§ **Excerpt**
_____

Test   designers   aim   to   create   tests   that   can be graded fairly and consistently at low cost—typically,  analytic  tests (rather  than  holistic tests) with objectively evaluated  test items. Holistic tests ask students  to address  a major  problem  or question   (e.g., What  causes  climate  change?),  to assess  participants’  executive   skills  (i.e.,  their ability to plan, organize,  integrate,  etc.). However, evaluators might  not  agree on a single score on a participant’s holistic test, which can raise questions about  its legitimacy. Hence, holistic tests are often scored along multiple dimensions (e.g., content, organization), using  rubrics   with  exemplars   for each score along each dimension  and with explicit boundaries between adjacent  scores.

Analytic tests have separate items covering different, specific knowledge (e.g., questions requiring     short     answers,     true/false     items, multiple-choice questions,  matching  answers to questions,  etc.).  If these  analytic  test  items  have clear, objective answers that can be clearly evaluated as correct or incorrect, they allow for transparency and  allow  stakeholders to view and  agree on the fair  evaluation of  participant responses,  thereby enhancing a test’s legitimacy. Short-answer questions,   true/false   items,   and   matching   have critical weaknesses compared with multiple-choice questions.   Evaluators   might   not   know   how   to score unexpected short answers. Meanwhile, students  who  do not  know  the answer  to a true/ false question  have a 50-percent  probability of guessing the correct  answer  but only a 20-percent probability for a multiple-choice question  with five possible answers. Hence, each multiple-choice question  is more  likely  than  a  true/false  item  to distinguish   among   students   of  different   competences. Meanwhile, multiple-choice questions often have several choices that are nearly correct, but matching  problems  cannot  include  a comparable number  of such  answers  without severely taxing participants’ short-term memories.

_____

§ **Information given**
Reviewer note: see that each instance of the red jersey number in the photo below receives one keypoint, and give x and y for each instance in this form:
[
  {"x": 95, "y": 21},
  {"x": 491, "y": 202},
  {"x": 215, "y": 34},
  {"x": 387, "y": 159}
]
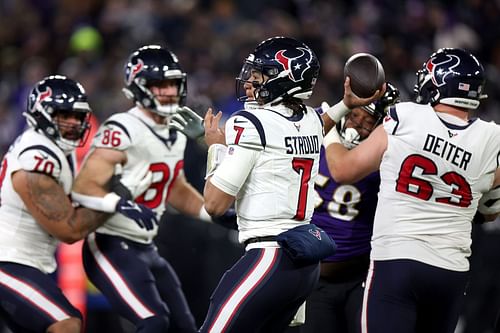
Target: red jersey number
[{"x": 422, "y": 189}]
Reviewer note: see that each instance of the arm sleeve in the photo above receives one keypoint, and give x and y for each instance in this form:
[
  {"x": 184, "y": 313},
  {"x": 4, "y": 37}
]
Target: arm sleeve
[{"x": 234, "y": 169}]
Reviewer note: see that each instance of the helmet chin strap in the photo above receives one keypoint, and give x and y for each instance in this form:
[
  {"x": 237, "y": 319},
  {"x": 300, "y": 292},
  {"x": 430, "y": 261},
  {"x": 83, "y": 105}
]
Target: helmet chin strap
[
  {"x": 166, "y": 110},
  {"x": 350, "y": 139}
]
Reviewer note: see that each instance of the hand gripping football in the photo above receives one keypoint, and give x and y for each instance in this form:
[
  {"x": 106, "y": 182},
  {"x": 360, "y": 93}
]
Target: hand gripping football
[{"x": 366, "y": 73}]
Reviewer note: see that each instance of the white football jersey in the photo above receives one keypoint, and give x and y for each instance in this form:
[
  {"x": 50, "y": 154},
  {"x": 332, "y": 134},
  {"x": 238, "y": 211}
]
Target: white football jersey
[
  {"x": 22, "y": 239},
  {"x": 144, "y": 142},
  {"x": 432, "y": 176},
  {"x": 278, "y": 193}
]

_____

§ **Tasks and exercises**
1. According to the test-design excerpt, why is a multiple-choice question more likely than a true/false item to distinguish among students of different competences? Answer in one to three sentences.
2. Filter the entries, keeping every line that contains the word "photo"; case counts.
The test-design excerpt and the entries come from separate sources.

§ **Answers to the exercise**
1. A student who does not know the answer has a 50-percent probability of guessing a true/false item correctly. For a multiple-choice question with five possible answers, that probability is only 20 percent. Each multiple-choice question is therefore more likely to distinguish among students of different competences.

2.
Reviewer note: see that each instance of the red jersey number in the photo below receives one keypoint, and give x and y for each instance in this form:
Reviewer note: see that each instance of the arm sleeve in the photo above receives one keypoint, and give x and y for each instance in this form:
Reviewer note: see that each instance of the helmet chin strap in the photo above receives one keypoint, and give x and y for each instance in this form:
Reviewer note: see that each instance of the hand gripping football in the photo above receives one keypoint, and give x and y for each instance in this form:
Reviewer note: see that each instance of the white football jersey in the photo above receives one keypoint, and give x and y for each instance in this form:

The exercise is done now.